Input data:
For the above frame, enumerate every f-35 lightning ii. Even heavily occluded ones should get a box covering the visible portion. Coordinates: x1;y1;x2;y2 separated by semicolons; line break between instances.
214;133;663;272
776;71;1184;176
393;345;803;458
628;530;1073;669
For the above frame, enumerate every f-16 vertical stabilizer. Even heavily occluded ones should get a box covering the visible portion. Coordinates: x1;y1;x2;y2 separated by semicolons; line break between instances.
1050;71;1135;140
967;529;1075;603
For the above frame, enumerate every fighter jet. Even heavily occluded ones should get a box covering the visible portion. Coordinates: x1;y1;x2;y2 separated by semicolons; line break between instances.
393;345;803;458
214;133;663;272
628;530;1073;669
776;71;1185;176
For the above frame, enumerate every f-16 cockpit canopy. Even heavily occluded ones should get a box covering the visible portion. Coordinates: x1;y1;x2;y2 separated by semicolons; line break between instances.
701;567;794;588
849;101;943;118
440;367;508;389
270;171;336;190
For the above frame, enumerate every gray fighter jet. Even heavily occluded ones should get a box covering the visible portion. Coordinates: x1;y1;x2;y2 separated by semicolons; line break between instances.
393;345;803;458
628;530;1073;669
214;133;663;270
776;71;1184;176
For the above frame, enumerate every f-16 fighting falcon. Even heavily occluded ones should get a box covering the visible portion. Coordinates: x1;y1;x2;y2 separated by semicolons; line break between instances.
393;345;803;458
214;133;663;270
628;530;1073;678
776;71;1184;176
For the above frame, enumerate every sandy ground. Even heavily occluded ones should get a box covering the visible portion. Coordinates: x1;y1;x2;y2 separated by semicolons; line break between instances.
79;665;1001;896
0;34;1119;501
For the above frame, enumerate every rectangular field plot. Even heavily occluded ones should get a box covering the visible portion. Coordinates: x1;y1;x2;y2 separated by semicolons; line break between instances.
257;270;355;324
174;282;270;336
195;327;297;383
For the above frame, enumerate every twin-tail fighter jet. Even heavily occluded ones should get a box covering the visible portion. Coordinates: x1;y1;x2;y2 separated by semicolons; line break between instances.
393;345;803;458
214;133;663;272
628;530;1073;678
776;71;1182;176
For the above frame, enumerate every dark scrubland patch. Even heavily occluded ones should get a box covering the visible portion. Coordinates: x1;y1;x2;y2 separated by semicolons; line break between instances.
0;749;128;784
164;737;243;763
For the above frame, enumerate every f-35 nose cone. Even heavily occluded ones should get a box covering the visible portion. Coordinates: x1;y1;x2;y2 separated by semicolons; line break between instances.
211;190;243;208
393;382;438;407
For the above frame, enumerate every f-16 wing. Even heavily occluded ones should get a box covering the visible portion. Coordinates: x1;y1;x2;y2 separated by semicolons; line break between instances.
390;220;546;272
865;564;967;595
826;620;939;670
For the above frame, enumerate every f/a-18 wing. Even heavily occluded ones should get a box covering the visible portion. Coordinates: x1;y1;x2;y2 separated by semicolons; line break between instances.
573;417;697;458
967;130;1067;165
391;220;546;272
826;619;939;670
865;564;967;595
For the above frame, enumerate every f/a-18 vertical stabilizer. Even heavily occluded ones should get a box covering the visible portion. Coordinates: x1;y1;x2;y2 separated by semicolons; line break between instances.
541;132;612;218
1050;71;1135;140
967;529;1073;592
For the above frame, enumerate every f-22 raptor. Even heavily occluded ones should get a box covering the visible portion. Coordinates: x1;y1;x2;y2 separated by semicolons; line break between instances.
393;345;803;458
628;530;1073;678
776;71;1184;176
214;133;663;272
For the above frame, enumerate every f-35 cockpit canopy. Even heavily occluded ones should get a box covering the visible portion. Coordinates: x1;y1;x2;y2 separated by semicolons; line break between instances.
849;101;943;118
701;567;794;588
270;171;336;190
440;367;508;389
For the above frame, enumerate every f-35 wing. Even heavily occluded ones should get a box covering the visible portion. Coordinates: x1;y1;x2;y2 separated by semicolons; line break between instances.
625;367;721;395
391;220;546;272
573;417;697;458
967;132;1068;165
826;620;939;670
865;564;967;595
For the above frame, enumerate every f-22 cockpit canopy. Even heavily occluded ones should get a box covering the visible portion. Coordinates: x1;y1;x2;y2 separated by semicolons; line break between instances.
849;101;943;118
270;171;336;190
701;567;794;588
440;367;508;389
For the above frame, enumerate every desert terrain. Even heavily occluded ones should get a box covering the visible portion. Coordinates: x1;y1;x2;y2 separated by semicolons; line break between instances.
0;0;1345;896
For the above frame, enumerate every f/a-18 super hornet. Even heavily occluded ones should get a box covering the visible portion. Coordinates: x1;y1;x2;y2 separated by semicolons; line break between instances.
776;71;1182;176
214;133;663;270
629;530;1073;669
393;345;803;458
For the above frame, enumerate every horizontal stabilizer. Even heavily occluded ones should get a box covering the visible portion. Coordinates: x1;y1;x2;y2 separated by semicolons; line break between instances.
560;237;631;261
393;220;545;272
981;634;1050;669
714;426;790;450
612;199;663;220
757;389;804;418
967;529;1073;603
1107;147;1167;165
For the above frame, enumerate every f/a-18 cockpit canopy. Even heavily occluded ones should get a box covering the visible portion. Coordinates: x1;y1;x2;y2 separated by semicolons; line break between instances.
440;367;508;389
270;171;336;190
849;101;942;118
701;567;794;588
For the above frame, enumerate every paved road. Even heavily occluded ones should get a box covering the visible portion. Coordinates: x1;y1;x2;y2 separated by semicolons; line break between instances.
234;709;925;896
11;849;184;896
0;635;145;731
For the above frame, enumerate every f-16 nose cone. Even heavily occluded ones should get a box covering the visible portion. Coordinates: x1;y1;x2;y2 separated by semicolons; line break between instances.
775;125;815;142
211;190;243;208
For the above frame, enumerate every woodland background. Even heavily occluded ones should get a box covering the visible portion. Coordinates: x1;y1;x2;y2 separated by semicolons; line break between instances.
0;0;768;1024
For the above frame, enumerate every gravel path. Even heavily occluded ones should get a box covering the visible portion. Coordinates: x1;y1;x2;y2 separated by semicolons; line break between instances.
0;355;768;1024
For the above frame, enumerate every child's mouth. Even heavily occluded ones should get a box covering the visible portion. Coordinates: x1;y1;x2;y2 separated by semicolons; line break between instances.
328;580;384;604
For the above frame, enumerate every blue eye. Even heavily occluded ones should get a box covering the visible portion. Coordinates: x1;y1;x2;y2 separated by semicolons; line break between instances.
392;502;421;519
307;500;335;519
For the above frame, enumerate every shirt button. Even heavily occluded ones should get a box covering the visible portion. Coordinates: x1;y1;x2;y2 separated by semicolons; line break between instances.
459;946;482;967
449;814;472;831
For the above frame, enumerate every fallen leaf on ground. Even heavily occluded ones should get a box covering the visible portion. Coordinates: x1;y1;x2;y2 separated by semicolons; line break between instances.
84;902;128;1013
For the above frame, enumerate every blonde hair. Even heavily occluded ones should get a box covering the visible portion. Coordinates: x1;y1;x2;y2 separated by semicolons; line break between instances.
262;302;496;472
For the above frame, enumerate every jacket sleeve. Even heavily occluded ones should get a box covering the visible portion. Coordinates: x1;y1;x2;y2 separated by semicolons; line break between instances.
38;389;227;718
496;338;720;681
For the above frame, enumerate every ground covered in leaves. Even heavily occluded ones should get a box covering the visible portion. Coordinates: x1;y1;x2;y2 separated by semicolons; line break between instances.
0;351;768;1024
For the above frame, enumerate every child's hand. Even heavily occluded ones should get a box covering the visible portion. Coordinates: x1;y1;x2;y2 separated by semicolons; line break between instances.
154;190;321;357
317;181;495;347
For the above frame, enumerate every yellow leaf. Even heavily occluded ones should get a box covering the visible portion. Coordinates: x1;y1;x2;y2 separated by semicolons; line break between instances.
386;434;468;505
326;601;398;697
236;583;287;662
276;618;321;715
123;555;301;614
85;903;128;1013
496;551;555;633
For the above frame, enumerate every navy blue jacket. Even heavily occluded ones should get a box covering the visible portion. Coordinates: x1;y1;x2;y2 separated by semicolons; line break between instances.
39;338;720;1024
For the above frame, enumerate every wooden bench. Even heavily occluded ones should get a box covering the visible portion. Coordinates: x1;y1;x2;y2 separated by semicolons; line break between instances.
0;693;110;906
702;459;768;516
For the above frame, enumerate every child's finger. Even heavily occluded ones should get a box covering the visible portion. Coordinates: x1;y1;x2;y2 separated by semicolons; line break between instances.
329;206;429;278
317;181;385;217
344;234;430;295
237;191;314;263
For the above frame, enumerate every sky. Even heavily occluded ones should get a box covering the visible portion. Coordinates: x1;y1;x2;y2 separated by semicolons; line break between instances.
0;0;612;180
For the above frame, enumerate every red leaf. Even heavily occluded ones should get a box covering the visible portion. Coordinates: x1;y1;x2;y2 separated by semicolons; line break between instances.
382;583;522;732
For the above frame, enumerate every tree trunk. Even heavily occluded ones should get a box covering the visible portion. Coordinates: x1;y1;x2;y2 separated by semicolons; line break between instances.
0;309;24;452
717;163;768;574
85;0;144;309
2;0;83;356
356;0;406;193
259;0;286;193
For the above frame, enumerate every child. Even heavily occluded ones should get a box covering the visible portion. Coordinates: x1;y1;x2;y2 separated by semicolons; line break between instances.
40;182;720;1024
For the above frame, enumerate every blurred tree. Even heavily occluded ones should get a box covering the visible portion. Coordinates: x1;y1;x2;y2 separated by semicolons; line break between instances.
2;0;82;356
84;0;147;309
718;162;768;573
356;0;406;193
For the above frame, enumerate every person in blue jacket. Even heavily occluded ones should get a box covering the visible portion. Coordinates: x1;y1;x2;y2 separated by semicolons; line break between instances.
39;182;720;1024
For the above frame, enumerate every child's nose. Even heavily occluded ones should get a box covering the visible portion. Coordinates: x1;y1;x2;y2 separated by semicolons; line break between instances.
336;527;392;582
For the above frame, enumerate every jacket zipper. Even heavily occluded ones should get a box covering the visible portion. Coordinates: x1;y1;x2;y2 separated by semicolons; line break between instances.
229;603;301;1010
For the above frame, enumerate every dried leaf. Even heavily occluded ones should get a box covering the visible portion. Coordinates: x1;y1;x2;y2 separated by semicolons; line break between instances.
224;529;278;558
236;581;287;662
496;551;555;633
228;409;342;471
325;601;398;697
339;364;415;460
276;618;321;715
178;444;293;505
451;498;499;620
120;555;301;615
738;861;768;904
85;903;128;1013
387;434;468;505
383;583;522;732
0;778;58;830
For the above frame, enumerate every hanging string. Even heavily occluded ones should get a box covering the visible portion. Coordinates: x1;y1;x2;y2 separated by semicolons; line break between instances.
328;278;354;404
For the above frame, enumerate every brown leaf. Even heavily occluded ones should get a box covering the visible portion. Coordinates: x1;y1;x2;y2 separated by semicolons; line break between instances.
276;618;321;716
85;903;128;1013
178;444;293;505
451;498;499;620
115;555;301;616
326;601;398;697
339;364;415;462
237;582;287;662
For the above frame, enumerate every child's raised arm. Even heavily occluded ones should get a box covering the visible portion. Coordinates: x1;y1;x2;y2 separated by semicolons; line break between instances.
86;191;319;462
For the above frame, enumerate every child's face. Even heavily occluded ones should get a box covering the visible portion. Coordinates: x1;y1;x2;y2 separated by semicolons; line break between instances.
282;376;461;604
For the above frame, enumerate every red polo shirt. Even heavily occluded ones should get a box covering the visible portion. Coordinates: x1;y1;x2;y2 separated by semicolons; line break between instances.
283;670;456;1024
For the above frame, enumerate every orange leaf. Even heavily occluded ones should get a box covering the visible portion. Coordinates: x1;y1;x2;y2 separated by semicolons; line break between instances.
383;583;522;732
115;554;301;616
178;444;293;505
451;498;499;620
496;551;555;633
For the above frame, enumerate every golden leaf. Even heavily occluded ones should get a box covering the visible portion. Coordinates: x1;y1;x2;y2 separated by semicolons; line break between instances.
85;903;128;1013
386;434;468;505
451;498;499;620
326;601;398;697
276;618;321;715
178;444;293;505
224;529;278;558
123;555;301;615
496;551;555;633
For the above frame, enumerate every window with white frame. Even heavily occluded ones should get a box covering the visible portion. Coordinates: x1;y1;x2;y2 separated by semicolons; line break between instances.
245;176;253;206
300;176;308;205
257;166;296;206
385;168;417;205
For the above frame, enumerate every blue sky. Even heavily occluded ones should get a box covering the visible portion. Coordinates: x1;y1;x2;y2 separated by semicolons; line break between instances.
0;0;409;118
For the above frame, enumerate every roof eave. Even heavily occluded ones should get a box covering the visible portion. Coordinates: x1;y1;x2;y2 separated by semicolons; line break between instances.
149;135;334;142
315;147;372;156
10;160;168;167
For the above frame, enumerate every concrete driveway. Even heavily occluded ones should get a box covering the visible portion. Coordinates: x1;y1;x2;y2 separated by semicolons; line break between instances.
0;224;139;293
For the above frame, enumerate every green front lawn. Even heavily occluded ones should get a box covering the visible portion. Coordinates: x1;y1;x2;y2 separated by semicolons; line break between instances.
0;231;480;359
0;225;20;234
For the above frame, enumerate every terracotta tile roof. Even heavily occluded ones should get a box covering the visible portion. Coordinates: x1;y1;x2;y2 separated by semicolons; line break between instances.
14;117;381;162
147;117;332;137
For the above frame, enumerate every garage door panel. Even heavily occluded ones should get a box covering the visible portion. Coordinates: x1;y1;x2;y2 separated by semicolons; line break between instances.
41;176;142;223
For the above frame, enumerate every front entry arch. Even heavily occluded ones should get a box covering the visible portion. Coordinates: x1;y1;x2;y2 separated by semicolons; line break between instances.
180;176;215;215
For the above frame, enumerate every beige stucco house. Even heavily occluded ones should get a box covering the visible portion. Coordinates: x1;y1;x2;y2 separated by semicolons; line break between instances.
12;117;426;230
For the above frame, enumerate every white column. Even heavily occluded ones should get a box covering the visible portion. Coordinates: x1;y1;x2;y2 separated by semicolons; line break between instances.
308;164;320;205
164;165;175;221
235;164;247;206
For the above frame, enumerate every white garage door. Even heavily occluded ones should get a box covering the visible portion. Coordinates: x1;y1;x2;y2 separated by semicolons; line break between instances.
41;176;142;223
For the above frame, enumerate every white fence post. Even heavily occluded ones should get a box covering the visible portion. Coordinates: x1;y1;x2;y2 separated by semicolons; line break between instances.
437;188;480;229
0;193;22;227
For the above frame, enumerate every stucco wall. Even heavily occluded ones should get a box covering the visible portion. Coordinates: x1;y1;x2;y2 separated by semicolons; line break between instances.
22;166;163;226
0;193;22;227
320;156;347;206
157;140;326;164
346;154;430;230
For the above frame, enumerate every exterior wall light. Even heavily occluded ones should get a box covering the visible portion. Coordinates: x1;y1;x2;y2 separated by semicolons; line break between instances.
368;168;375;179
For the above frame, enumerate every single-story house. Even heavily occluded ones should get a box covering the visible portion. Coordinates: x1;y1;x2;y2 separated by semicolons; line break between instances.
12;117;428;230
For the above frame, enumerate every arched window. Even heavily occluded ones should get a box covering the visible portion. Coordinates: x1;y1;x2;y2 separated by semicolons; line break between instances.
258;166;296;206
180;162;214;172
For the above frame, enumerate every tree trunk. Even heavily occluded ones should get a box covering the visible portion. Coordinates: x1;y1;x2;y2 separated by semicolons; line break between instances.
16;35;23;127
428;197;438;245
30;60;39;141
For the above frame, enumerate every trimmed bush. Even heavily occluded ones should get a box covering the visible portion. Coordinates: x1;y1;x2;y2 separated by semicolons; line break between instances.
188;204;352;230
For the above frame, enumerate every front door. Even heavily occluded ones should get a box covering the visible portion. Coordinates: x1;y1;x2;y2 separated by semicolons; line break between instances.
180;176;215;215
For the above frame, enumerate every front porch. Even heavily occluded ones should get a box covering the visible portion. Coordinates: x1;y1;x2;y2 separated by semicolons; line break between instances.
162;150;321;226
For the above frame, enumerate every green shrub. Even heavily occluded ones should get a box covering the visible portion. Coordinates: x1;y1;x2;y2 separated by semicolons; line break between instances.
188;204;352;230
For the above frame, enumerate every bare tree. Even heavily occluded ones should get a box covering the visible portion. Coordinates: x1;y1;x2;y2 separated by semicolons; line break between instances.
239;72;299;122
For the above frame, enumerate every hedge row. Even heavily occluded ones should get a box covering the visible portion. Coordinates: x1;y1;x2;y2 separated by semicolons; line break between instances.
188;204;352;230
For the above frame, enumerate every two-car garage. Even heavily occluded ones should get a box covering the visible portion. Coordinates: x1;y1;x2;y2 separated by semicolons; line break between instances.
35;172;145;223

Task statement:
Output everything from the line containing "For the above frame, enumerate every f/a-18 vertical" down to the line containing "967;529;1073;592", both included, as a JSON list of strings with one string per line and blank lines omitted.

Output for this exercise:
[
  "For the above frame, enumerate every f/a-18 vertical stabilizer. Even heavily occluded ones should get a box covering the visible portion. Coordinates: x1;y1;x2;y2 separated by semicolons; line break between instances.",
  "541;132;612;218",
  "1050;71;1135;140",
  "967;529;1073;592"
]